**Problem to solve:**
For the data that follows, state how many lines hold the string "table", giving the number by itself.

_ _ _ _

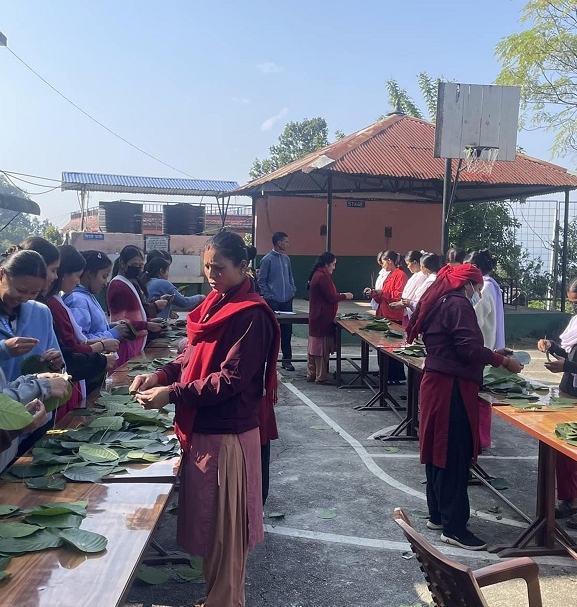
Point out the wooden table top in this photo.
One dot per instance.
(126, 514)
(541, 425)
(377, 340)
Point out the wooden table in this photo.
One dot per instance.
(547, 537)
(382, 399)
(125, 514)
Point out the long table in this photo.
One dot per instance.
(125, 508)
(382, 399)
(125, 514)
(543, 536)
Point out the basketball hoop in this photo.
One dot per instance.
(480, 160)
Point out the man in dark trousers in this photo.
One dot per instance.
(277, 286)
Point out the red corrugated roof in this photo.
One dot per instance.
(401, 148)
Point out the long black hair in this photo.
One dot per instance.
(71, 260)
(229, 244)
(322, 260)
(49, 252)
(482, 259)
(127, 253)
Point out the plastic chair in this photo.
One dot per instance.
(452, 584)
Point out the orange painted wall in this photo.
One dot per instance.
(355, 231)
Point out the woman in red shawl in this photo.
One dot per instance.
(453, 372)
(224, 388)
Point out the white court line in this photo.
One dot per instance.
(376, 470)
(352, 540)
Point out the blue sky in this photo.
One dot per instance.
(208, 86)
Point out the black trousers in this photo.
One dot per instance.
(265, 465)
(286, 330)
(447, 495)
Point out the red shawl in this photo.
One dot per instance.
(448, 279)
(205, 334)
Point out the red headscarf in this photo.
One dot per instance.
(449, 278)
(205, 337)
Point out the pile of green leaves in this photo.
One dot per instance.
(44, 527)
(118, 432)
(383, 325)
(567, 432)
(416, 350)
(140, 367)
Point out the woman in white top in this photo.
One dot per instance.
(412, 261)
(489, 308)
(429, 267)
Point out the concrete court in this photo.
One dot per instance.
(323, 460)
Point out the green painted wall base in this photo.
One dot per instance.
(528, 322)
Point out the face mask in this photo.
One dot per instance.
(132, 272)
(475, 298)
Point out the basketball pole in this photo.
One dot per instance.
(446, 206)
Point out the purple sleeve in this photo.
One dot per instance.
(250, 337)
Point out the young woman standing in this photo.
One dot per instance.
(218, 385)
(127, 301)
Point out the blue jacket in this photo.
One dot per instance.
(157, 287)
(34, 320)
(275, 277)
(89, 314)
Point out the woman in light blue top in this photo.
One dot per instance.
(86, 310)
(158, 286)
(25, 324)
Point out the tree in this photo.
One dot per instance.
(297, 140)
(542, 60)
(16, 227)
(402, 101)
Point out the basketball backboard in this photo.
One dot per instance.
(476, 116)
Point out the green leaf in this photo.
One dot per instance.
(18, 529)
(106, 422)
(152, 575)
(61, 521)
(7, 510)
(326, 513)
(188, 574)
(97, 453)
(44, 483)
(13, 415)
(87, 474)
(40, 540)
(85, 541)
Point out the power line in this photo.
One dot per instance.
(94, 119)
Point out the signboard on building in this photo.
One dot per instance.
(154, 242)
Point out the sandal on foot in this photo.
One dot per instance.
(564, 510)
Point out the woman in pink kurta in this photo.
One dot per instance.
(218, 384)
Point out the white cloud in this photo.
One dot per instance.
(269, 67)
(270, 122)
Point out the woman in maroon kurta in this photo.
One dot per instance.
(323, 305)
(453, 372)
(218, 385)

_ _ _ _

**Result:**
3